= What you will do =
An exact copy of all the data is the expected answer.

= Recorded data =
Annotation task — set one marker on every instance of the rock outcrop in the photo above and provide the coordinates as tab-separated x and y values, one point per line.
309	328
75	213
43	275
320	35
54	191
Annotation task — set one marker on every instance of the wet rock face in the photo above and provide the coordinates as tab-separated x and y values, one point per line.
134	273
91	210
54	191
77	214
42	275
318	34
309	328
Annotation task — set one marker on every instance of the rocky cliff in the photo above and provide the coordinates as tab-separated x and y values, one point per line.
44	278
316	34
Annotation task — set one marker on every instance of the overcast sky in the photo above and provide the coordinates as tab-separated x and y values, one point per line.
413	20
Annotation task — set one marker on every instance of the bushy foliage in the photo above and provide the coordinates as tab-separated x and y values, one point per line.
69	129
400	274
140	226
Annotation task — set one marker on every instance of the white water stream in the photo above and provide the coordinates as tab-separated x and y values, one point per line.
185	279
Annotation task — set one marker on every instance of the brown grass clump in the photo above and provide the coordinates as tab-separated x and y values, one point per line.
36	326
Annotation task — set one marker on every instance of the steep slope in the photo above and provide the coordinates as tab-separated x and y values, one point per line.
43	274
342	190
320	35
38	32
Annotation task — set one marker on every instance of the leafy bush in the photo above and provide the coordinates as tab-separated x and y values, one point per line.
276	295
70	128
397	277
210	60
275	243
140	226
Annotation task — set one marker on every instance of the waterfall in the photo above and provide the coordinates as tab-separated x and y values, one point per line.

= Response to the exercise =
Annotation task — set one marker on every instance of the rock outcrop in the photo above and provide the coordinates as tab-separated x and y values, one point per line.
309	328
75	213
43	275
320	35
54	191
Annotation task — set one marker on every instance of the wet rock face in the photo above and provide the coordinates as tab-separated x and y values, one point per line.
134	273
91	210
54	191
77	214
42	275
318	34
309	328
Annotation task — set one marker on every instance of the rocky cliff in the photo above and provide the coordinates as tab-separated x and y values, one point per line.
44	278
316	34
Annotation task — set one marker on every instance of the overcast sky in the photo above and provide the coordinates as tab-separated x and y values, one point per line.
413	20
Annotation task — set one marker on every instance of the bushy foliage in the photo above and provide the coordinates as tab-separated x and y values, one point per line.
69	129
400	274
140	226
Annotation task — set one marker on every instance of the white water stream in the photo above and provide the coordinates as tab-separated x and y values, one point per line.
185	279
Annotation task — set one marker on every instance of the brown grass clump in the photo above and provide the coordinates as tab-separated x and y values, one point per line.
36	326
Annotation task — set one marker on every instance of the steep slope in the photo above and provide the coordinates as tab-separated x and y values, one point per line.
43	274
342	190
320	35
38	32
Annotation task — set one marker on every instance of the leafy bush in the photo above and provide the coordinates as tab-separated x and y values, one point per line.
276	295
70	128
397	277
210	60
275	243
140	226
Annotation task — set one marker on every instance of the waterfall in the photo above and provide the coordinates as tab-separated x and y values, one point per line.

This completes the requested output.